Convert the lines below into a Markdown table with the columns "Row" and "Line": number each line in order, and leave out blank lines and the picture.

+++ SUPPLIED DATA

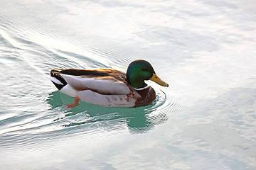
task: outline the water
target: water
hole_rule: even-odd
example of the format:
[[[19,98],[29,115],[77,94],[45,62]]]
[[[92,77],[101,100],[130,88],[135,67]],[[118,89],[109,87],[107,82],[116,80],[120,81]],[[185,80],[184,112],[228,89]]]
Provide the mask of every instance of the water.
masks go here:
[[[1,169],[256,169],[254,1],[1,1]],[[53,68],[144,59],[152,106],[58,91]]]

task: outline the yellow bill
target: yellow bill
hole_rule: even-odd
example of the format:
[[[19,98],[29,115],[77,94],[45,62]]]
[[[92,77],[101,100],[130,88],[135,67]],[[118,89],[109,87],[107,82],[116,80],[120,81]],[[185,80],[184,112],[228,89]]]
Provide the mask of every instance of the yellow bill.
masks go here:
[[[162,81],[156,74],[153,73],[153,76],[149,79],[151,81],[157,83],[158,84],[163,86],[169,86],[168,84]]]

++++++

• **RESULT OF THE TASK**
| Row | Line |
|---|---|
| 1 | task: outline the water |
| 2 | target: water |
| 3 | hole_rule: even-odd |
| 4 | example of the format: |
| 5 | [[[19,98],[29,115],[77,94],[45,62]]] |
| 6 | [[[92,77],[101,100],[130,88],[135,67]],[[118,89],[109,87],[107,82],[116,80],[120,81]],[[185,80],[184,112],[228,89]]] |
| 7 | Provide the mask of every instance of the water. |
| 8 | masks go here: |
| 9 | [[[1,169],[256,169],[254,1],[1,1]],[[53,68],[144,59],[152,106],[58,91]]] |
| 10 | task: outline the yellow bill |
| 11 | target: yellow bill |
| 12 | hole_rule: even-odd |
| 13 | example of the format: |
| 14 | [[[19,98],[29,115],[77,94],[45,62]]] |
| 15 | [[[92,77],[101,100],[130,88],[135,67]],[[118,89],[109,87],[107,82],[116,80],[120,81]],[[185,80],[184,112],[228,89]]] |
| 16 | Provide the mask of every instance of the yellow bill. |
| 17 | masks go here: |
| 18 | [[[162,81],[156,74],[153,73],[153,76],[149,79],[151,81],[157,83],[158,84],[163,86],[169,86],[168,84]]] |